(Required action) Reproduce the listing below without any change.

(Record excerpts)
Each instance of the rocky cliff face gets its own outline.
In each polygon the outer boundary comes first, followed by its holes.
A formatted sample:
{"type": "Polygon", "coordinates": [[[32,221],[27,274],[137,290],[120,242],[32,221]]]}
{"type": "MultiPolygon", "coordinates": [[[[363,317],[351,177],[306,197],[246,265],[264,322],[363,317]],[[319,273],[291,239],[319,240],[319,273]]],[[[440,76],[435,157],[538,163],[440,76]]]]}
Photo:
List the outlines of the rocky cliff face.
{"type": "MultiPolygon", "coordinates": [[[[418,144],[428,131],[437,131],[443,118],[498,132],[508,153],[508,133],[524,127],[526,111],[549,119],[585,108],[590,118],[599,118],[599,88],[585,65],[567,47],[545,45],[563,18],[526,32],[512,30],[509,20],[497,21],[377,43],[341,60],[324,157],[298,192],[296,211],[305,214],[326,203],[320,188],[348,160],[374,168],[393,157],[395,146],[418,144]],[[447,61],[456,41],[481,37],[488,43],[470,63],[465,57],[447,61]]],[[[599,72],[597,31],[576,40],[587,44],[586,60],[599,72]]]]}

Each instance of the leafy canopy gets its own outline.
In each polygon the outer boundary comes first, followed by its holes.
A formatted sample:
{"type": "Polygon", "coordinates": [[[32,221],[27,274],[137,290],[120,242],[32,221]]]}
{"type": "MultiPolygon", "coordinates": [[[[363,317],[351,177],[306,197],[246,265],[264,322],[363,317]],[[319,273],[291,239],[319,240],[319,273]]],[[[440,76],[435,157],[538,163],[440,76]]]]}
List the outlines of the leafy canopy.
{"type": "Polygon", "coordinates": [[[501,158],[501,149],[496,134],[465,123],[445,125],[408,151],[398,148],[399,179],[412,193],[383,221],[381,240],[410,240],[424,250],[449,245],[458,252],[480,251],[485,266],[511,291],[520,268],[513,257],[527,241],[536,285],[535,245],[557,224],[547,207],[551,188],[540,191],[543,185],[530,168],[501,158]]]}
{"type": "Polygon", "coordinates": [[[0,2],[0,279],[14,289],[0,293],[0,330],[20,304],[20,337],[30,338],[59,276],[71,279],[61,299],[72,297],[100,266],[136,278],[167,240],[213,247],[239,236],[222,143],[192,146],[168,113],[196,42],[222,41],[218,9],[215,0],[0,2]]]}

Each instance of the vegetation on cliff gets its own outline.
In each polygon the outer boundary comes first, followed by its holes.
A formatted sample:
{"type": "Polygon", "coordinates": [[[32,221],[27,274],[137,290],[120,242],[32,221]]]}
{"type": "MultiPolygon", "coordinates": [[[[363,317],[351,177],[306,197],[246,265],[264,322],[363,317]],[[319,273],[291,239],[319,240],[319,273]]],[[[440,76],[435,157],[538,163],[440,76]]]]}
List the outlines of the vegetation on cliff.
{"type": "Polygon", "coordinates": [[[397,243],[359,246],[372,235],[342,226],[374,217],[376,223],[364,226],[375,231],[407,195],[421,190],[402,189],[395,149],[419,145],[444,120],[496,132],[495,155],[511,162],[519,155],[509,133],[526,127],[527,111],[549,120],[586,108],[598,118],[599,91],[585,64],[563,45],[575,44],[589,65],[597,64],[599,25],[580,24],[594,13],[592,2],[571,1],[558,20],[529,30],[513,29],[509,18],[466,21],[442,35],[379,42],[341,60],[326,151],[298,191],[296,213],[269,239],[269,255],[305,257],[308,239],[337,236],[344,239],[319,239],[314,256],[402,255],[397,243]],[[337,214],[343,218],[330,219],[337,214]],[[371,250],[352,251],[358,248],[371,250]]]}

(Task response)
Each instance of the rocky cliff face gets its own outline.
In each polygon the outer boundary comes first, followed by its holes.
A formatted sample:
{"type": "Polygon", "coordinates": [[[32,221],[27,274],[137,290],[120,242],[32,221]]]}
{"type": "MultiPolygon", "coordinates": [[[[363,317],[351,177],[306,197],[246,265],[264,322],[363,317]],[[319,273],[291,239],[319,240],[319,273]]],[[[440,76],[435,157],[538,163],[440,76]]]]}
Photo:
List the outlines of the rocky cliff face.
{"type": "MultiPolygon", "coordinates": [[[[418,144],[428,131],[437,131],[443,118],[498,132],[508,153],[508,133],[524,127],[526,111],[549,119],[585,108],[590,118],[599,118],[599,88],[585,65],[567,47],[545,45],[563,18],[526,32],[512,30],[509,20],[497,21],[377,43],[341,60],[324,157],[298,192],[296,211],[305,214],[326,203],[320,188],[348,160],[374,168],[393,157],[395,146],[418,144]],[[447,61],[456,41],[481,37],[488,43],[470,63],[465,57],[447,61]]],[[[599,72],[597,31],[576,40],[587,44],[586,60],[599,72]]]]}

Each instance of the leafy canopy gets its own outline.
In each polygon the outer boundary comes first, followed by its holes.
A formatted sample:
{"type": "Polygon", "coordinates": [[[32,221],[27,274],[137,290],[120,242],[32,221]]]}
{"type": "MultiPolygon", "coordinates": [[[[363,317],[351,177],[306,197],[246,265],[264,322],[363,317]],[[319,273],[291,239],[319,240],[319,273]]],[[[440,76],[435,157],[538,163],[440,76]]]]}
List the outlines of the leafy canopy.
{"type": "Polygon", "coordinates": [[[501,158],[501,149],[496,134],[465,123],[445,125],[408,151],[398,148],[399,179],[412,193],[383,221],[381,240],[410,240],[424,250],[449,245],[458,252],[480,251],[485,266],[511,291],[520,268],[513,257],[527,241],[536,285],[535,245],[557,224],[547,207],[551,188],[540,191],[543,185],[530,168],[501,158]]]}
{"type": "Polygon", "coordinates": [[[0,2],[0,279],[14,289],[0,293],[0,330],[20,304],[20,337],[30,338],[59,276],[71,279],[61,299],[72,297],[100,266],[136,278],[167,240],[213,247],[239,236],[222,143],[192,146],[168,113],[196,42],[222,41],[218,9],[215,0],[0,2]]]}

Each instance of the vegetation on cliff gets its own outline.
In each polygon the outer boundary comes first, followed by its holes.
A formatted sample:
{"type": "Polygon", "coordinates": [[[32,221],[27,274],[137,290],[120,242],[32,221]]]}
{"type": "MultiPolygon", "coordinates": [[[[363,317],[351,177],[306,197],[246,265],[264,322],[363,317]],[[319,273],[291,239],[319,240],[319,273]]],[[[440,76],[435,157],[538,163],[440,76]]]]}
List the outlines of the vegetation on cliff.
{"type": "Polygon", "coordinates": [[[397,243],[359,246],[372,235],[342,226],[374,217],[376,223],[364,226],[375,231],[407,195],[421,190],[402,189],[395,149],[419,145],[444,120],[496,132],[495,155],[511,162],[519,155],[509,133],[526,127],[527,111],[549,120],[586,108],[598,118],[599,91],[585,64],[563,45],[575,44],[589,65],[597,64],[599,25],[580,24],[594,13],[592,2],[571,1],[558,20],[529,30],[513,29],[509,18],[466,21],[442,35],[379,42],[341,60],[326,151],[298,191],[296,213],[269,239],[269,255],[305,257],[308,239],[337,236],[344,239],[319,239],[314,256],[402,255],[397,243]],[[337,214],[343,218],[330,219],[337,214]],[[371,250],[352,251],[358,248],[371,250]]]}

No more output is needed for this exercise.